◆ **Selected passage**:

-- START --

In a fascinating conference agenda covering everything from ethnography and communities to neuroscience and AI, this was purely and simply a piece of traditional qualitative research done brilliantly. And it stood out like a sore thumb (although, if the comments from people afterwards were anything to go by, in a good way).


So what was it about this research that brought a room full of hard nosed stakeholders to tears when it was debriefed whilst delivering exactly what we needed as a business? For me it was the quality of those conversations. As clientside researchers we make decisions all the time about qual or quant, and whether to do depths, focus groups, ethnography or communities etc. And there’s often an implicit assumption when making those choices that all qualitative conversations are equal. But they absolutely aren’t. Digital conversations and human conversations are fundamentally different. When I briefed this project originally I was fully expecting to be recommended a community. I now know that a community, whilst wonderful for many things, would never have given us what we needed.


Mark Ritson the Marketing Week columnist talks about “marketers having a long and illustrious track record of being inanely attracted to the latest flashing knobs of technology which will change everything for marketers". Few of them ever do. And I worry that market researchers are falling into some of the same traps. We’re still debating really stupid questions like “Will big data kill research?” This isn’t a battle to the death to declare one discipline’s superiority over another. It’s a just a challenge, a challenge for client side researchers to make the right choices and it’s getting harder because there are just so many more to choose from. Technology gives us a myriad of interesting new ways to elicit insights and we’re constantly tempted by shiny new techniques which promise to do things faster, cheaper, more innovatively. But, in my view, technology or innovation is only any good if it does the thing it’s replacing better.


So before we all rush off and commission our award winning, virtual reality research project, I wanted to make a stand for reality, and simple human conversations. I love that there’s so much innovation in our industry: I’ve embraced plenty of it in the past and will continue to do so. But there’ll always be room in my heart for the craft of beautifully executed, good old fashioned, flashing-light-and-technology-free qualitative research too.

-- END --

◆ **Position annotation records**:
-- START --

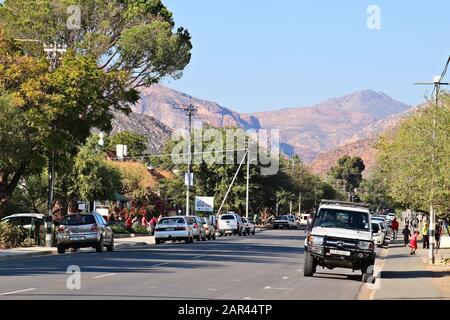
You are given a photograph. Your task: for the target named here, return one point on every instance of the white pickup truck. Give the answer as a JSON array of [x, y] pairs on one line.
[[340, 237], [230, 223]]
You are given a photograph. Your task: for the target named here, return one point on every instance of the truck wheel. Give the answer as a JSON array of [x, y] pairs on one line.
[[367, 274], [310, 266], [99, 246], [61, 249]]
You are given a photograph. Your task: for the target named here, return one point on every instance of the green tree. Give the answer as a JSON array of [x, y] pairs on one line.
[[349, 170], [120, 46], [131, 38], [137, 144], [415, 177], [93, 178]]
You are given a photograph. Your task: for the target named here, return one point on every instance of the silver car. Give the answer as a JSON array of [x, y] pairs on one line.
[[84, 231], [197, 227]]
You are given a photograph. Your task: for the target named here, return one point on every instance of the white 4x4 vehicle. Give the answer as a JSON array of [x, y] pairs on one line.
[[340, 236], [230, 223]]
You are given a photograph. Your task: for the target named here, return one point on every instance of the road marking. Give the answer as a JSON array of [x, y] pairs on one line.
[[105, 275], [18, 291], [160, 264]]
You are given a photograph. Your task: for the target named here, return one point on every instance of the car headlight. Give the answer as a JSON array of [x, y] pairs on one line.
[[315, 241], [365, 245]]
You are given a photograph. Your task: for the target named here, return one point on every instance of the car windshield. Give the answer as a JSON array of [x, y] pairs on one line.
[[77, 220], [172, 221], [227, 217], [335, 218]]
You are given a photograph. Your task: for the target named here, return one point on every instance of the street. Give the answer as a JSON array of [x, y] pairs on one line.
[[268, 266]]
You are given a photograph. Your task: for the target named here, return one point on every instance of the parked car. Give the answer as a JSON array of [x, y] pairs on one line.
[[230, 223], [283, 222], [197, 227], [249, 226], [174, 229], [210, 229], [340, 237], [378, 233], [84, 231]]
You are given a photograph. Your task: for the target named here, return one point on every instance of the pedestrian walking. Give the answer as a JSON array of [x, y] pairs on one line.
[[426, 236], [395, 227], [406, 235], [413, 243], [438, 236]]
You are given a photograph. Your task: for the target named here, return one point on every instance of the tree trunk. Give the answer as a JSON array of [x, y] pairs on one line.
[[7, 188]]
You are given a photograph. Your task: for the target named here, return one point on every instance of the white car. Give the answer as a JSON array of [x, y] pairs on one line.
[[340, 237], [304, 220], [250, 228], [378, 233], [174, 229], [230, 223]]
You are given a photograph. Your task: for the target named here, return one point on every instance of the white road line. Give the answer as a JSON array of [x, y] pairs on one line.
[[18, 291], [105, 275]]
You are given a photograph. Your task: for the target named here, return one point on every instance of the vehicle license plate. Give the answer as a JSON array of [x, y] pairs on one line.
[[340, 253]]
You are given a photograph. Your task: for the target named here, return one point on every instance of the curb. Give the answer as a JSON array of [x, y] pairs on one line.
[[27, 255]]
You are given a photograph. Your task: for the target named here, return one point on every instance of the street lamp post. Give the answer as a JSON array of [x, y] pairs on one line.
[[437, 83]]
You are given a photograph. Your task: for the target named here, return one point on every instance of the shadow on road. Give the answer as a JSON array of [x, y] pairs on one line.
[[413, 274], [146, 259]]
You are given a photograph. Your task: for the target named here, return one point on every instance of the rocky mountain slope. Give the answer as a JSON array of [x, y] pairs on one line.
[[349, 123]]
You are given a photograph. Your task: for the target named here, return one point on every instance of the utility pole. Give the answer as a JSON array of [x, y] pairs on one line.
[[300, 203], [247, 199], [437, 83], [189, 111]]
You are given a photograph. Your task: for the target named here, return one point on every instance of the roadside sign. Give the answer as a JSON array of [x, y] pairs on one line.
[[204, 204]]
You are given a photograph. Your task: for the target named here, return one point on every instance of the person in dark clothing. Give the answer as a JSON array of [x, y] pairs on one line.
[[406, 235]]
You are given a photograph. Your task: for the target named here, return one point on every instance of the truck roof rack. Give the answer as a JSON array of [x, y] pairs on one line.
[[346, 203]]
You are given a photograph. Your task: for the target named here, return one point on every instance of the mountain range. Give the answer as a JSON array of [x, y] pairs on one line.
[[318, 133]]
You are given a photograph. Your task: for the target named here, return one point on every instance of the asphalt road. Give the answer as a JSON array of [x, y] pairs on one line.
[[268, 266]]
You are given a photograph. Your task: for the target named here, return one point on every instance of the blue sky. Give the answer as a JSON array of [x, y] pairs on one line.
[[258, 55]]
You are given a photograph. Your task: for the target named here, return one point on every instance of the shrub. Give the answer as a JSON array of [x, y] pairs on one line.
[[12, 236]]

-- END --

◆ **Requirement 1**: Reproduce the part of the qualitative research piece starting with "So before we" and going on through "qualitative research too.".
◆ **Requirement 2**:
Answer these questions using the qualitative research piece:
(a) What publication is Mark Ritson a columnist for?
(b) What did the writer expect to be recommended when first briefing the project?
(c) What question does the writer say researchers are still debating?

◆ **Response 1**:
So before we all rush off and commission our award winning, virtual reality research project, I wanted to make a stand for reality, and simple human conversations. I love that there’s so much innovation in our industry: I’ve embraced plenty of it in the past and will continue to do so. But there’ll always be room in my heart for the craft of beautifully executed, good old fashioned, flashing-light-and-technology-free qualitative research too.

◆ **Response 2**:
(a) Marketing Week
(b) A community
(c) "Will big data kill research?"